---------- DOCUMENT ----------

Question: Did FDR hate Germany prior to 1933

Hello,

I´ve read several timelines which indicate that FDR had a strong dislke towards Germany before Hitlers rise to power, and I wanted to know if that´s true or if it´s just a common theme for alternate history, and if yes, then why?

I didn´t find any thread to post this question, so I posted it here and I hope it´s okay.
 
I do not know, but after WW1, there was residual dislike and distrust for Germans, including German-Americans.

When Hitler took strongarm power in 1933, there was a kindling of ethnic pride among German-Americans. The movement, founded in Buffalo, NY in 1936, was known as The Bund. Members displayed Third Reich logos, as WW2 was still in the future, the Holocaust had not yet happened and anti-Semitism was prevalent on both sides of the Atlantic. The movement practically shut down in 1939 and disappeared after 1941 to the point it was covered up. It is recalled very little today, but we must remember it was over ethnic pride first, German government second.
 
His cousin TR had lived in Germany two years as a child. He still retained some command of the German language as a adult. Which was useful when begging for votes.

----------

■ **GIVEN PROBLEM 1**: Show each line in the records that contains the string "black".
The forum thread and the records have unrelated sources.

---------- DATA ROWS ----------

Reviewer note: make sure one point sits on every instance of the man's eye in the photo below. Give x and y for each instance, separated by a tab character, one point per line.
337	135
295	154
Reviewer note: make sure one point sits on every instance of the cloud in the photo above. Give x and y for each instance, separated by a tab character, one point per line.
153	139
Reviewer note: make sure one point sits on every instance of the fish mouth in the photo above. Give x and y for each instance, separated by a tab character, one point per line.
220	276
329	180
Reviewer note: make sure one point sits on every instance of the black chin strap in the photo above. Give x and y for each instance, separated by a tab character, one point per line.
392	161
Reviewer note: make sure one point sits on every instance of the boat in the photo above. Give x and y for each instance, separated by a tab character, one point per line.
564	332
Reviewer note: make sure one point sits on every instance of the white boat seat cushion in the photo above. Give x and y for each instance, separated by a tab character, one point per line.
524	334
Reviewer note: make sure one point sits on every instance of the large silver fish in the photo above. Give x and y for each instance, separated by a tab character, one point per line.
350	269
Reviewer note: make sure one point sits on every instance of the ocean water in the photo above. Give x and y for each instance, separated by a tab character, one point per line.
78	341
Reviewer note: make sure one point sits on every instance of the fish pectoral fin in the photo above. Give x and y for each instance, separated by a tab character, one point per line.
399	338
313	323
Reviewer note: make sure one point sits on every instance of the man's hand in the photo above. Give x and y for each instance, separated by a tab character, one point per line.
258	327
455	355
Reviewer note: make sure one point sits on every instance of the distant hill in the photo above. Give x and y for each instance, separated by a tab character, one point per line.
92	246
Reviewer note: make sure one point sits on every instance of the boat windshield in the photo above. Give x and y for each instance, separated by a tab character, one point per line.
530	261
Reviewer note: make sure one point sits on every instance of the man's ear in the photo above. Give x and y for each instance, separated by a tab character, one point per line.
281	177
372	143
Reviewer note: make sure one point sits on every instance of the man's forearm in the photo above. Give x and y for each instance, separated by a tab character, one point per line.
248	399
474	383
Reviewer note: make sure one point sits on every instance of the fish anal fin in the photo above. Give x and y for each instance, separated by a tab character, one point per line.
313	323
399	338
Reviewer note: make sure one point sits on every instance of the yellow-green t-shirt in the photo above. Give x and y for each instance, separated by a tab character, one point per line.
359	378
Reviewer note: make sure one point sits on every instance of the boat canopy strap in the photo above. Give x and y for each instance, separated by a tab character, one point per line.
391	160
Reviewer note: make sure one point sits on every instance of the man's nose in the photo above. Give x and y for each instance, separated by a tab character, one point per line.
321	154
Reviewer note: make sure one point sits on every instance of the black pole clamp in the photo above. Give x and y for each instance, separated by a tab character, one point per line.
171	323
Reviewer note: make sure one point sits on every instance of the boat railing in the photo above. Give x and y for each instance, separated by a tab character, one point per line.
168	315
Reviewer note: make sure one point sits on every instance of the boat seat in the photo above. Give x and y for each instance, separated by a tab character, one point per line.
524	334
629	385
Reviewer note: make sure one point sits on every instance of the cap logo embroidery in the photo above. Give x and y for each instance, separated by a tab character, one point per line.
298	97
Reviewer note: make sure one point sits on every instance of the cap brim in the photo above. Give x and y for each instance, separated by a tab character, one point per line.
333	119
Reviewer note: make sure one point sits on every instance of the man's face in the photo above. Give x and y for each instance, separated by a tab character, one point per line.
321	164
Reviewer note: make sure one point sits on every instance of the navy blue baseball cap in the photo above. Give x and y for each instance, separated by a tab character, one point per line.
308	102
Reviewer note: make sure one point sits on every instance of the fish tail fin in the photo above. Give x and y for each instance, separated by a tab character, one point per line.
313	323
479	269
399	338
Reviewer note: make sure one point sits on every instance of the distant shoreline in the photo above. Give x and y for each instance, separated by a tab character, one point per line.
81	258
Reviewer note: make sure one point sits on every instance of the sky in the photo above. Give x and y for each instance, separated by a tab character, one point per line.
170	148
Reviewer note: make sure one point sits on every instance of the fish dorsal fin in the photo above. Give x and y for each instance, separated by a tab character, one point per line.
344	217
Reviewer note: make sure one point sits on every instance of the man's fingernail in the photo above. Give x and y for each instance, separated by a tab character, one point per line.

----------

■ **GIVEN PROBLEM 2**: Pull out the passage of the forum thread between "Question: Did FDR" and "yes, then why?", inclusive, copying it word for word.

■ **EXERCISE OUTPUT 1**:
Reviewer note: make sure one point sits on every instance of the black chin strap in the photo above. Give x and y for each instance, separated by a tab character, one point per line.
Reviewer note: make sure one point sits on every instance of the black pole clamp in the photo above. Give x and y for each instance, separated by a tab character, one point per line.

■ **EXERCISE OUTPUT 2**:
Question: Did FDR hate Germany prior to 1933

Hello,

I´ve read several timelines which indicate that FDR had a strong dislke towards Germany before Hitlers rise to power, and I wanted to know if that´s true or if it´s just a common theme for alternate history, and if yes, then why?